--- START ---

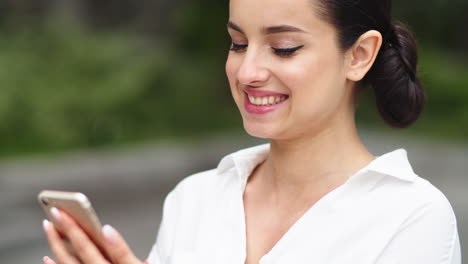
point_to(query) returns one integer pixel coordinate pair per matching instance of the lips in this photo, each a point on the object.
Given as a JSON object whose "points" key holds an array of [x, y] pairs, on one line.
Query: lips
{"points": [[262, 102]]}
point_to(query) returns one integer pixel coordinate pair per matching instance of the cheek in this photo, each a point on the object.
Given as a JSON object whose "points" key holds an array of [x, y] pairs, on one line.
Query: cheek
{"points": [[314, 82], [232, 66]]}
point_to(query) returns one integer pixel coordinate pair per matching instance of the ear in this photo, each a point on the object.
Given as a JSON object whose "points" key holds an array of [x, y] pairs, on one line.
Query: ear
{"points": [[361, 56]]}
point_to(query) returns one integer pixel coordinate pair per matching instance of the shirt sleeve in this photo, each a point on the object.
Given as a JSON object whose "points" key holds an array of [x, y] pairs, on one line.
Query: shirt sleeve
{"points": [[164, 239], [429, 236]]}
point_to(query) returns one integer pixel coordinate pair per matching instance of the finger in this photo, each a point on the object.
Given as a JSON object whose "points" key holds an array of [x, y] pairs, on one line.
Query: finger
{"points": [[84, 247], [57, 246], [117, 248], [48, 260]]}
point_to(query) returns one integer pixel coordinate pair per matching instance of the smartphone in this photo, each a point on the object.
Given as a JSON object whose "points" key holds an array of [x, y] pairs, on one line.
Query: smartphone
{"points": [[77, 205]]}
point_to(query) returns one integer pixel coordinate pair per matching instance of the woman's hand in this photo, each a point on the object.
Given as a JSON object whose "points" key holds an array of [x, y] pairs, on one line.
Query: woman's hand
{"points": [[87, 252]]}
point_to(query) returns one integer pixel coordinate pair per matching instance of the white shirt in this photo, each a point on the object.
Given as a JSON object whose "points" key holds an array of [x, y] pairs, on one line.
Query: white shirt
{"points": [[383, 214]]}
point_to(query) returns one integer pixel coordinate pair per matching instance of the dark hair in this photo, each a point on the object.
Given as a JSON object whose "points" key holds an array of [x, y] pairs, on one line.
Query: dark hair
{"points": [[398, 92]]}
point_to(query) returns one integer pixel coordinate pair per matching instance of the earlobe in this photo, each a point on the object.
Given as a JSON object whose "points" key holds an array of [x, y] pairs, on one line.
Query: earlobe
{"points": [[362, 54]]}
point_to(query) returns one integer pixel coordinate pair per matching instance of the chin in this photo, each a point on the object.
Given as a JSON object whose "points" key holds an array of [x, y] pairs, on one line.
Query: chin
{"points": [[259, 130]]}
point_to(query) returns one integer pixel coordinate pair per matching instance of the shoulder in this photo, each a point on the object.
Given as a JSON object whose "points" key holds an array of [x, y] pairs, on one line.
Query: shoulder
{"points": [[230, 171], [401, 192]]}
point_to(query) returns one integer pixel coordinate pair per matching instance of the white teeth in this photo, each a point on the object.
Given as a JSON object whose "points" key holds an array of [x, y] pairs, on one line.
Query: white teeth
{"points": [[258, 101], [269, 100]]}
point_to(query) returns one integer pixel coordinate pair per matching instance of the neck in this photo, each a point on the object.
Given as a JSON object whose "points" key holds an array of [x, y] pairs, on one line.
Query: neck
{"points": [[314, 164]]}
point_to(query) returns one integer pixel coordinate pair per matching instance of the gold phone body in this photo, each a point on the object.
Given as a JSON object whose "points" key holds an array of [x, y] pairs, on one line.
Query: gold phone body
{"points": [[77, 206]]}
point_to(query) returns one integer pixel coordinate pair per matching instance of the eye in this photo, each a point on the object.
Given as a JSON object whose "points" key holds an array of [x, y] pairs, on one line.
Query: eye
{"points": [[287, 52], [237, 47]]}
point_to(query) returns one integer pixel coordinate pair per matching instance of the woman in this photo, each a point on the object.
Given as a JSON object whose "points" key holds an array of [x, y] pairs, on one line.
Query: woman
{"points": [[314, 194]]}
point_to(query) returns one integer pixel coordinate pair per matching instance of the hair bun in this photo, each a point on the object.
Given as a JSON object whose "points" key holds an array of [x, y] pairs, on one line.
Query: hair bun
{"points": [[398, 91]]}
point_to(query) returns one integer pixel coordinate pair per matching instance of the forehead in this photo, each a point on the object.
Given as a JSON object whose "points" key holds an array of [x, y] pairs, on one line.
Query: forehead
{"points": [[261, 13]]}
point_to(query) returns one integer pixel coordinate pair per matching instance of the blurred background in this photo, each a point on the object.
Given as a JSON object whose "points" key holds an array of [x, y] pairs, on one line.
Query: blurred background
{"points": [[121, 99]]}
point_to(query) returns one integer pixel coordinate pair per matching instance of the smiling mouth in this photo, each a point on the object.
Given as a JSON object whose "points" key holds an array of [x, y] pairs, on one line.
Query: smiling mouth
{"points": [[266, 100]]}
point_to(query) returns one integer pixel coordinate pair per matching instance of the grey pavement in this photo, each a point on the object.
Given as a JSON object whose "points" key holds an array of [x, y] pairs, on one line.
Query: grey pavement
{"points": [[127, 185]]}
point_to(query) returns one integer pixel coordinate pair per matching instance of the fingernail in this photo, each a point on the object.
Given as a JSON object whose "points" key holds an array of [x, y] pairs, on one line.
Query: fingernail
{"points": [[110, 234], [55, 213], [45, 225]]}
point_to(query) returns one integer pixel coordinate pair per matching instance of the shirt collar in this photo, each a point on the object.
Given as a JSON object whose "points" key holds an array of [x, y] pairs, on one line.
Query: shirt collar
{"points": [[394, 164]]}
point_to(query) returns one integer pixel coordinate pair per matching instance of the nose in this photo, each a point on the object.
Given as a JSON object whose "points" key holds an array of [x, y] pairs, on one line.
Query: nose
{"points": [[252, 70]]}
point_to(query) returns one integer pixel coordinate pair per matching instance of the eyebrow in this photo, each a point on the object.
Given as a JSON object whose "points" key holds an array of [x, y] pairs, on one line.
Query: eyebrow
{"points": [[269, 30]]}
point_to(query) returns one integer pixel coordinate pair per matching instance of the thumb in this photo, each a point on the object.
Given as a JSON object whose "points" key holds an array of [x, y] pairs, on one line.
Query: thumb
{"points": [[48, 260], [117, 248]]}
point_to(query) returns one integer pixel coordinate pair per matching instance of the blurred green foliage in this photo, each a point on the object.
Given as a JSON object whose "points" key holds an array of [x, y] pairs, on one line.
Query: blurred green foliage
{"points": [[67, 87]]}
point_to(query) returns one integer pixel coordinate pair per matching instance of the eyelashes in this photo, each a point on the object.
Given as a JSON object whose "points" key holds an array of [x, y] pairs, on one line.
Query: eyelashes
{"points": [[280, 52]]}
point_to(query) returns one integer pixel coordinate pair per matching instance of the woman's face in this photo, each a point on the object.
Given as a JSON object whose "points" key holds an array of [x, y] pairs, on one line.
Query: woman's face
{"points": [[285, 69]]}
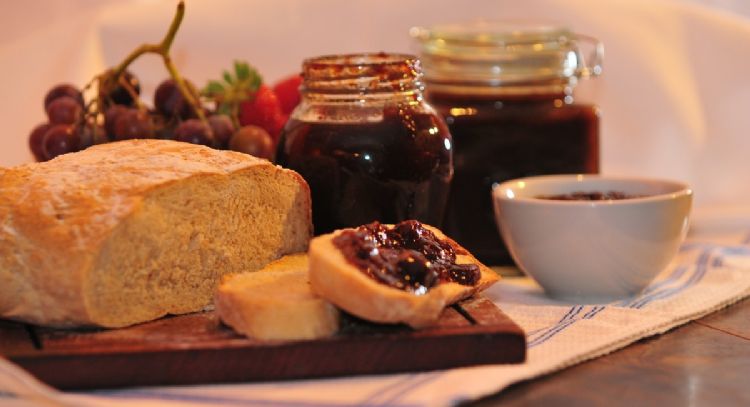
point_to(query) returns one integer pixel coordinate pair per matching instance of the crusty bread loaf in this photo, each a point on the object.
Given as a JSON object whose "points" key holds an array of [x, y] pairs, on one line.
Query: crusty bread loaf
{"points": [[335, 279], [127, 232], [276, 303]]}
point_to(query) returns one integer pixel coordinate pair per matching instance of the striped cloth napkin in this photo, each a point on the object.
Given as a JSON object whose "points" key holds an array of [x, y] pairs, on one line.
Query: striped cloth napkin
{"points": [[709, 273]]}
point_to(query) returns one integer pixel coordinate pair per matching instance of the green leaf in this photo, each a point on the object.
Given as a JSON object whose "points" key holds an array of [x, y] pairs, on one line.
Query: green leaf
{"points": [[228, 77], [241, 70]]}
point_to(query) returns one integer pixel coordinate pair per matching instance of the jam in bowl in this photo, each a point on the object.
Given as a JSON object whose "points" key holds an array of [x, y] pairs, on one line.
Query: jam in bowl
{"points": [[600, 249]]}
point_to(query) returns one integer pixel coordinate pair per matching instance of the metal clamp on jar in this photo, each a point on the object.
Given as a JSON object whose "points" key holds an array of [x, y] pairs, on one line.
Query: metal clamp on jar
{"points": [[506, 92]]}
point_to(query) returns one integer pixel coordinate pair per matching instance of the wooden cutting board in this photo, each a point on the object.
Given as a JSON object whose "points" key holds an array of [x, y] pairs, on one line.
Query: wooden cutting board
{"points": [[197, 348]]}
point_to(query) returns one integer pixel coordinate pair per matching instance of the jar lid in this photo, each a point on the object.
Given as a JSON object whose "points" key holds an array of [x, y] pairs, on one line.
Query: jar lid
{"points": [[506, 54]]}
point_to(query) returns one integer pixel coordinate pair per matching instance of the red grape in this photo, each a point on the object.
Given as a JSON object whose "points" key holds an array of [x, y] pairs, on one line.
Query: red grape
{"points": [[118, 93], [64, 110], [60, 139], [110, 118], [90, 134], [222, 127], [169, 101], [194, 131], [252, 140], [131, 124], [61, 90], [36, 141]]}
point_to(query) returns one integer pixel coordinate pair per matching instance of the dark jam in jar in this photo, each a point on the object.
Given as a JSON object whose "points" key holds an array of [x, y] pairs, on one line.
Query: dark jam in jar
{"points": [[391, 170], [367, 144], [406, 256], [499, 140], [505, 90]]}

--- END ---

TASK GOAL
In the listing above, locate the line containing "Query: smiling mouth" and the line containing "of the fingernail", then transcribe both and every line between them verbatim.

EXERCISE ANSWER
Query: smiling mouth
{"points": [[266, 100]]}
point_to(query) returns one integer pixel coordinate pair per matching instance of the grey pavement in this photo, each a point on the object.
Given as a JSON object whose "points" key holds an array of [x, y] pairs, on one line.
Query: grey pavement
{"points": [[127, 185]]}
point_to(query) returns one integer pixel coordinate pair per matching instance of the fingernail in this photo, each a point on the object.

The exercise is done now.